● **WRITTEN EXERCISE**
Change every "Record x and y" in the material below to "Give the x and y coordinates" and copy the lines out again with nothing else altered.

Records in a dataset
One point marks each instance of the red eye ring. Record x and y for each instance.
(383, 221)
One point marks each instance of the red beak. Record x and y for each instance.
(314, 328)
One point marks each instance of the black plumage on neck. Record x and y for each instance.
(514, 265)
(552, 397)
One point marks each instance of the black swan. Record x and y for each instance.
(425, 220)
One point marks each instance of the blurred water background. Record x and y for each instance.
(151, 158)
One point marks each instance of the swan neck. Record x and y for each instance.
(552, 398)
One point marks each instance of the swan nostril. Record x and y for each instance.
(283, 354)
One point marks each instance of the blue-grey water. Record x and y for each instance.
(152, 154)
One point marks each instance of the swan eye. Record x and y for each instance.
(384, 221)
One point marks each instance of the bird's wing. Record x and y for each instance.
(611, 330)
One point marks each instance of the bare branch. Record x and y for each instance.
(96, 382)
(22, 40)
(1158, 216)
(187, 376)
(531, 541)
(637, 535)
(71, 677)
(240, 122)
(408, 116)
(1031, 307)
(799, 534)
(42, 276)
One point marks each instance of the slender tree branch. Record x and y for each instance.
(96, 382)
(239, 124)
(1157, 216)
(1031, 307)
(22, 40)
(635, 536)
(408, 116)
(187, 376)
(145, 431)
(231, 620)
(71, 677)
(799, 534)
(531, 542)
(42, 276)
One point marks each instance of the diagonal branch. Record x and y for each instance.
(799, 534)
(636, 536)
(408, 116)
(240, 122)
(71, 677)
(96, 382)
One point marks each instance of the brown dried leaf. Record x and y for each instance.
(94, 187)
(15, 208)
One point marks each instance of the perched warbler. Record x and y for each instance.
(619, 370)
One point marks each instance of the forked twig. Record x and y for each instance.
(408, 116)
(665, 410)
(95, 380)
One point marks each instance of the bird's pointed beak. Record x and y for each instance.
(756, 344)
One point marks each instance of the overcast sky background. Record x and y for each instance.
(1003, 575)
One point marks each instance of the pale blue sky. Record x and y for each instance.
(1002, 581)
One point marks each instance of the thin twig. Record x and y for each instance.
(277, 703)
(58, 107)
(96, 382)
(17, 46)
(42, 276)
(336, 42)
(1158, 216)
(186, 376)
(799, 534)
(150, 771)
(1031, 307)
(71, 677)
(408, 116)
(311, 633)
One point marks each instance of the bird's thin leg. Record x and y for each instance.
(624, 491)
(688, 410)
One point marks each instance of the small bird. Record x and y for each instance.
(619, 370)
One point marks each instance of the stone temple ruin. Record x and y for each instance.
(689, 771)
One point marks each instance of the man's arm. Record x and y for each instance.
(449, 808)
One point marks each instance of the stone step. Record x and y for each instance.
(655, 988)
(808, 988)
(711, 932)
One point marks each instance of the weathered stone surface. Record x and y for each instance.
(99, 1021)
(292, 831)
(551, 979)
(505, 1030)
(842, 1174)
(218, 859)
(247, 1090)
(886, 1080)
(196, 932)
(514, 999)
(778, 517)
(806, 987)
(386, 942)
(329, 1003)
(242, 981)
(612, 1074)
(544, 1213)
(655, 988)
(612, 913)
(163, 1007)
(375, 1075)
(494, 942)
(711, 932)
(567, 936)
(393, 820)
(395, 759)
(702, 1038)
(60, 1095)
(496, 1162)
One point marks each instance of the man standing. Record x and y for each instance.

● **COMPLETED TASK**
One point marks each instance of the red eye ring. Give the x and y coordinates for each instance.
(383, 221)
One point marks each instance of the red beak. Give the x and y coordinates for each instance.
(314, 328)
One point marks each instance of the black plumage on neck. Give the x and y coordinates for each instance.
(514, 265)
(552, 397)
One point marks each instance of the black swan. Give the x and y coordinates for each instance.
(425, 220)
One point marks each instance of the blurred water background. Give the x and y coordinates for each instance.
(151, 158)
One point marks each instance of the swan neck. Give the x and y coordinates for each instance.
(552, 398)
One point marks each instance of the swan nostril. Give the x and y coordinates for each instance.
(283, 354)
One point marks each instance of the blue-grey water. Give the x and y coordinates for each instance.
(152, 154)
One point marks each instance of the swan eye. Give the x and y coordinates for each instance.
(384, 221)
One point marks each instance of the bird's wing. Give the x and y coordinates for each instance.
(611, 330)
One point marks each instance of the bare branch. Give the x and y coordinates for each instance.
(96, 382)
(22, 40)
(1158, 216)
(187, 376)
(531, 541)
(637, 535)
(71, 677)
(240, 122)
(408, 116)
(1031, 307)
(799, 534)
(42, 276)
One point marks each instance of the slender tree branch. Give the x and y coordinates for each instance.
(96, 382)
(239, 124)
(1157, 216)
(1031, 307)
(22, 40)
(635, 536)
(408, 116)
(187, 376)
(145, 431)
(231, 620)
(71, 677)
(799, 534)
(531, 542)
(42, 276)
One point marks each instance of the diagonal branch. Give the x and y coordinates for each instance.
(799, 534)
(636, 536)
(408, 116)
(240, 122)
(71, 677)
(96, 382)
One point marks each instance of the brown dried leaf. Give the x and y coordinates for each instance.
(94, 187)
(15, 208)
One point marks each instance of the perched warbler. Give the x and y coordinates for each instance.
(619, 370)
One point marks each instance of the forked twig. Give the x and y coordinates for each instance.
(408, 116)
(665, 410)
(95, 380)
One point marks each instance of the bird's pointed beak. Give the x and y coordinates for each instance.
(756, 344)
One point marks each instance of the overcast sky background. Give the x and y coordinates for each instance.
(1003, 575)
One point marks each instance of the pale blue sky. Give the x and y coordinates for each instance.
(1002, 581)
One point marks each instance of the thin twig. Give the x and y coordinates for each instance.
(277, 703)
(58, 107)
(96, 382)
(17, 46)
(42, 276)
(336, 42)
(1158, 216)
(186, 376)
(799, 534)
(150, 771)
(1031, 307)
(71, 677)
(408, 116)
(311, 633)
One point marks each instance of the bird's thin leg. Give the x and y coordinates for each instance.
(624, 491)
(688, 410)
One point marks each instance of the small bird. Give the x and y coordinates for each instance.
(619, 370)
One point marks each instance of the stone temple ruin. Give the x and y coordinates for each instance.
(689, 771)
One point marks each instance of the man's arm. Give the x and y coordinates for each instance.
(449, 808)
One point marks each instance of the stone step. Give the x and y coordinates for each instance.
(655, 988)
(808, 988)
(711, 932)
One point marks each instance of the weathered stone surface. Give the x and y coordinates for each instance.
(99, 1021)
(292, 831)
(551, 979)
(505, 1030)
(842, 1174)
(218, 859)
(247, 1090)
(886, 1080)
(196, 932)
(514, 999)
(778, 517)
(806, 987)
(386, 942)
(329, 1003)
(242, 981)
(612, 1074)
(544, 1213)
(655, 988)
(612, 913)
(163, 1007)
(375, 1075)
(494, 942)
(711, 932)
(567, 936)
(393, 820)
(395, 759)
(702, 1038)
(60, 1095)
(496, 1162)
One point marks each instance of the man standing. Give the x and y coordinates for each instance.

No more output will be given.